# Work instructions
Return all the data verbatim but without images.

# Data

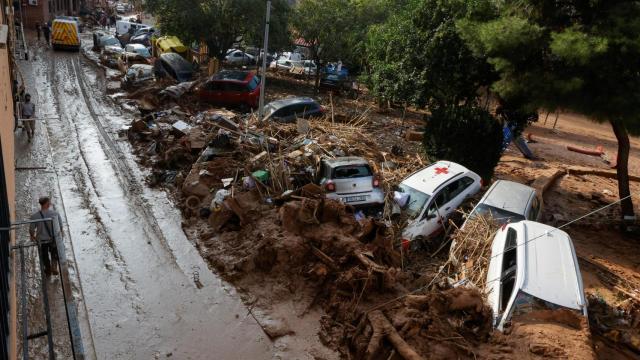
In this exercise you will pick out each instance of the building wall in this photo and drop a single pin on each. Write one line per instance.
(6, 136)
(35, 13)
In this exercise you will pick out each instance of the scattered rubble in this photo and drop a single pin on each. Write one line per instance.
(246, 189)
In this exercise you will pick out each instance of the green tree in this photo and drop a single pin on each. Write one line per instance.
(418, 57)
(466, 134)
(572, 54)
(220, 22)
(324, 25)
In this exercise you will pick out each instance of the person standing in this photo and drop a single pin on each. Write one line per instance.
(46, 31)
(45, 233)
(28, 113)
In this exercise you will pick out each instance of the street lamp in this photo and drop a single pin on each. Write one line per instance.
(265, 46)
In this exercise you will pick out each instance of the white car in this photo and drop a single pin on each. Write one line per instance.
(285, 64)
(138, 49)
(239, 57)
(508, 201)
(431, 195)
(533, 267)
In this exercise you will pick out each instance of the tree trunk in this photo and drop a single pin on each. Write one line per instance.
(622, 167)
(318, 71)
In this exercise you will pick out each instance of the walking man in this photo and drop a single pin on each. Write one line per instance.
(46, 233)
(46, 30)
(28, 114)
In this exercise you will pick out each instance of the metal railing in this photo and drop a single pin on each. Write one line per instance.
(75, 336)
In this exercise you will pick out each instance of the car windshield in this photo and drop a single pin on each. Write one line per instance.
(415, 202)
(142, 51)
(525, 303)
(501, 216)
(111, 41)
(351, 171)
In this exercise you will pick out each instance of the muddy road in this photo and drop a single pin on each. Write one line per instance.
(137, 270)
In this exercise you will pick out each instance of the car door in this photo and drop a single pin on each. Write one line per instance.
(213, 91)
(233, 93)
(533, 213)
(457, 192)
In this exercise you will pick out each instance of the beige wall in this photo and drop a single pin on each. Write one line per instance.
(6, 136)
(33, 14)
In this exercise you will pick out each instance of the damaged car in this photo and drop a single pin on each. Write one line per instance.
(232, 88)
(351, 180)
(174, 66)
(507, 202)
(289, 109)
(533, 267)
(138, 75)
(430, 196)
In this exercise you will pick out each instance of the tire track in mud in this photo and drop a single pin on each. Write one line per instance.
(130, 185)
(89, 194)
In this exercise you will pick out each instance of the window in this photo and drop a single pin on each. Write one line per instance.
(535, 208)
(301, 109)
(351, 171)
(457, 187)
(233, 87)
(253, 84)
(509, 266)
(432, 211)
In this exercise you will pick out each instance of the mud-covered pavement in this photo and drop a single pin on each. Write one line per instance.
(136, 268)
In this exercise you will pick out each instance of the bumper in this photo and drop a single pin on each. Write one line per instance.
(372, 198)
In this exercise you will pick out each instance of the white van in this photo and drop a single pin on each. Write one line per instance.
(123, 27)
(431, 195)
(532, 267)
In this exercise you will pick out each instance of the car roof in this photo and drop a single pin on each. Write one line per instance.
(508, 195)
(232, 75)
(429, 179)
(551, 270)
(176, 61)
(278, 104)
(345, 160)
(68, 21)
(141, 66)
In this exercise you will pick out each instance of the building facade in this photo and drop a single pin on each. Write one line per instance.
(41, 11)
(8, 305)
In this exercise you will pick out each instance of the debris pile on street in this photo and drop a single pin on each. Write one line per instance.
(471, 251)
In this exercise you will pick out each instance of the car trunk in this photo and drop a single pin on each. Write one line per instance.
(352, 179)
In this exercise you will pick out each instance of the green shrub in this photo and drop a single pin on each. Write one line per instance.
(465, 134)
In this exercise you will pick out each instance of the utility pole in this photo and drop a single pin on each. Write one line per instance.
(265, 47)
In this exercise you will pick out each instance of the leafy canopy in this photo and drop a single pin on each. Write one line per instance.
(220, 22)
(418, 57)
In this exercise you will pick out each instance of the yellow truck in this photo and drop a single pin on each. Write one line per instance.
(166, 44)
(65, 35)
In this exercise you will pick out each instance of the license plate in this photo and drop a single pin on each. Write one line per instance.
(355, 198)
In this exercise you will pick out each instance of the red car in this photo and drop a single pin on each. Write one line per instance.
(232, 88)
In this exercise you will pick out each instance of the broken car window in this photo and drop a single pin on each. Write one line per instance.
(346, 172)
(417, 201)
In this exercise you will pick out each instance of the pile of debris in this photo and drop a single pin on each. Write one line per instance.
(247, 192)
(470, 252)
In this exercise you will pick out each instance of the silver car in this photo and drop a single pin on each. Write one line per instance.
(509, 202)
(289, 109)
(350, 180)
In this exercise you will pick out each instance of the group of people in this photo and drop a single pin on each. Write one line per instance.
(43, 29)
(107, 21)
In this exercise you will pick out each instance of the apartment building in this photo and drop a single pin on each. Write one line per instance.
(7, 188)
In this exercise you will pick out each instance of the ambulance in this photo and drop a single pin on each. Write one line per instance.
(65, 35)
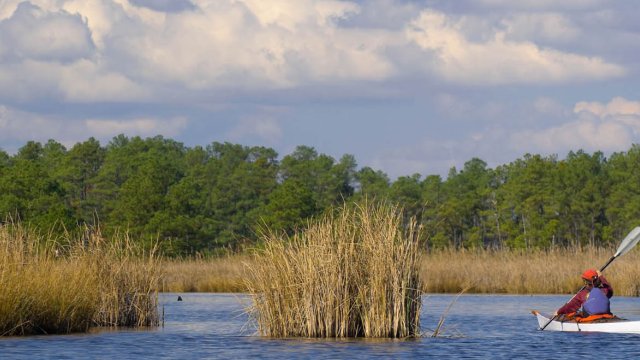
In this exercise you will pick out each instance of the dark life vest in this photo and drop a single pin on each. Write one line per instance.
(597, 302)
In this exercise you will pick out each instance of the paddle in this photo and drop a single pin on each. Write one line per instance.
(627, 244)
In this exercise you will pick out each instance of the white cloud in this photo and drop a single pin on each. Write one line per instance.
(499, 61)
(613, 126)
(551, 27)
(22, 126)
(32, 33)
(143, 126)
(264, 127)
(541, 4)
(616, 107)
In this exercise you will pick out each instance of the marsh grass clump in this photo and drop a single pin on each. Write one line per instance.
(53, 285)
(351, 273)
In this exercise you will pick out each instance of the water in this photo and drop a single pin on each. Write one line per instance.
(212, 326)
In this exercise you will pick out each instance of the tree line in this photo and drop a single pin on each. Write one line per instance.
(203, 199)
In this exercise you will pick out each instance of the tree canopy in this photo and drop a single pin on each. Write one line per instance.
(204, 199)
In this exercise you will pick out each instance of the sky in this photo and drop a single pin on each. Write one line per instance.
(405, 86)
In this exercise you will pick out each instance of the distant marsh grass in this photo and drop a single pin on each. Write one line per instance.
(201, 274)
(353, 273)
(47, 287)
(554, 271)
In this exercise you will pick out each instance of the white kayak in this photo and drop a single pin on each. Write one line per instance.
(612, 326)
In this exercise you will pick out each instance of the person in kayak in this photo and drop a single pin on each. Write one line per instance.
(593, 299)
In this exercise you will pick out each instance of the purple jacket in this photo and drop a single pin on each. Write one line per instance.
(574, 304)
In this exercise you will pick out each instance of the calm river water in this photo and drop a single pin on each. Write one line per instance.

# Exercise output
In this exercise you will pick out each instance of the building wall in this photo and drop a single pin on each. Write one line per instance.
(6, 136)
(35, 13)
In this exercise you will pick out each instance of the scattered rubble in this photo and drop a single pin on each. Write one line per instance.
(246, 189)
In this exercise you will pick out each instance of the green tree in this photo and drop a single pin on each. Write one line per instance.
(418, 57)
(466, 134)
(572, 54)
(220, 22)
(324, 25)
In this exercise you will pick out each instance of the person standing in this photo and drop a single pin on each. Write one line per instance.
(46, 31)
(45, 233)
(28, 113)
In this exercise you will pick out each instance of the street lamp in this photo and drop a single pin on each. Write one line per instance.
(265, 46)
In this exercise you will pick out each instance of the white car in this photo and drop a single pin on each. Write one line per instance.
(285, 64)
(138, 49)
(239, 57)
(508, 201)
(431, 195)
(533, 267)
In this exercise you will pick out each instance of the tree trunk in this photo and drop a single pin on each. Write one line per instance.
(622, 167)
(318, 71)
In this exercise you will pick out each instance of the walking man in this photo and drop a single pin on each. Write one line per instance.
(46, 233)
(46, 30)
(28, 114)
In this exercise you will pick out each instance of the metal railing in this photo and drop a single pin on each. Write one line per instance.
(75, 336)
In this exercise you will pick out each instance of the car windshield in this photo and drop a single pin on each. Write one line per instance.
(415, 202)
(142, 51)
(525, 303)
(501, 216)
(111, 41)
(351, 171)
In this exercise you will pick out each instance of the muddy road in this photo and drop a single pin on each. Write one line per instance.
(137, 270)
In this exercise you will pick out each instance of the car door in this photo and drop a single pin on each. Write one line per instance.
(213, 91)
(233, 93)
(533, 213)
(457, 192)
In this exercise you will pick out each instance of the beige wall in this photo and drop a single pin on each. Write one line per instance.
(6, 136)
(33, 14)
In this exercise you will pick out each instance of the damaged car in this photo and drop a single pin on each. Write one line per instance.
(232, 88)
(351, 180)
(174, 66)
(507, 202)
(289, 109)
(533, 267)
(138, 75)
(430, 196)
In this exercise you will pick out each instance of the tire track in mud in this photo and drop a single pin on each. Write one line per instance.
(130, 185)
(89, 194)
In this exercise you will pick out each instance of the window in this photo and drop a single pin on each. Write one line per instance.
(535, 208)
(301, 109)
(351, 171)
(457, 187)
(233, 87)
(253, 84)
(509, 266)
(432, 211)
In this exercise you will pick out each instance of the mud-covered pavement in this photo and drop a single pin on each. Write one line per instance.
(136, 268)
In this exercise you will pick out each instance of the bumper in this photo and drop a single pin on each. Write one line per instance.
(372, 198)
In this exercise you will pick out each instance of the white van in this photo and drop a single pin on each. Write one line per instance.
(123, 27)
(431, 195)
(532, 267)
In this exercise you will pick out each instance of the car roof in this photo and drop a single pin on each. Write one line per instance.
(508, 195)
(232, 75)
(429, 179)
(551, 270)
(176, 61)
(278, 104)
(345, 160)
(68, 21)
(141, 66)
In this exercise you will pick out each instance of the building facade in this photo and drop a single pin on each. Write one line per instance.
(41, 11)
(8, 305)
In this exercise you will pick out each instance of the debris pile on street in this photo and drop a single pin on each. Write one line per instance.
(471, 251)
In this exercise you will pick out each instance of the car trunk in this photo and drop a single pin on each. Write one line per instance.
(352, 179)
In this exercise you will pick out each instance of the green shrub in this photo and drop a single pin on each. Write one line per instance.
(465, 134)
In this exercise you will pick out each instance of the utility pole in this photo and drop a single pin on each. Write one line per instance.
(265, 47)
In this exercise you will pick out each instance of the leafy canopy in this photo and drop a single pin on each. Write one line per instance.
(220, 22)
(418, 57)
In this exercise you will pick out each instance of the yellow truck in this photo and drop a single pin on each. Write one line per instance.
(166, 44)
(65, 35)
In this exercise you will pick out each instance of the license plate in this photo and drop a single pin on each. Write one line per instance.
(355, 198)
In this exercise you will pick out each instance of the red car in this photo and drop a single pin on each. Write one line per instance.
(232, 88)
In this exercise you will pick out each instance of the broken car window in this photo and drop a single pin on each. Write one line per instance.
(346, 172)
(417, 201)
In this exercise you will pick out each instance of the pile of debris in this photo and drop a single pin on each. Write one line per instance.
(247, 192)
(470, 252)
In this exercise you will pick out each instance of the silver car in this photo and drop a single pin on each. Write one line per instance.
(509, 202)
(289, 109)
(350, 180)
In this exercise you will pick out each instance of the group of people in this photo and drop a single pin on each. Write one line per instance.
(43, 29)
(107, 21)
In this exercise you will pick out each instance of the apartment building in this photo and drop a single pin on each. Write one line per instance.
(7, 188)
In this exercise you will pick out each instance of the ambulance in this photo and drop a single pin on each. Write one line per instance.
(65, 35)
In this exercise you will pick out each instance of the dark life vest in this photo and drop a single pin on each. Write one line per instance.
(597, 302)
In this exercise you will pick out each instance of the paddle in this photo and drop a single pin on each. Write one line per instance.
(627, 244)
In this exercise you will pick out each instance of the white cloud in this photo and drop a single pin on each. Write one line per instance.
(499, 61)
(613, 126)
(551, 27)
(22, 126)
(32, 33)
(143, 126)
(264, 127)
(541, 4)
(616, 107)
In this exercise you will pick out each instance of the marsh grass clump in this photo and drop a single pin on each. Write one line per instance.
(53, 285)
(351, 273)
In this exercise you will pick out each instance of the water in this photo and drop a single pin on each. Write one line per instance.
(212, 326)
In this exercise you will pick out each instance of the tree line in this photo and drop a single pin on each. Write one line per instance.
(203, 199)
In this exercise you will pick out each instance of the tree canopy in this photo and drop a single pin on each. Write one line per instance.
(204, 199)
In this exercise you will pick out each instance of the sky in this photo and drop a single pin on each. Write one line per instance.
(405, 86)
In this exercise you will pick out each instance of the distant marsh grass in this photo and drop a single pin on each. Write one line per instance.
(201, 274)
(353, 273)
(47, 287)
(554, 271)
In this exercise you will pick out each instance of the white kayak in this photo and drop a single pin on each. Write one line per instance.
(612, 326)
In this exercise you will pick out each instance of the person in kayak in this photo and drop a single pin on each. Write one line per instance.
(593, 299)
In this exercise you will pick out each instance of the purple jacket in this photo and drop a single pin on each. Write one line per instance.
(574, 304)
In this exercise you will pick out each instance of the calm river water in this photo and drop a single pin on each. Write one line per instance.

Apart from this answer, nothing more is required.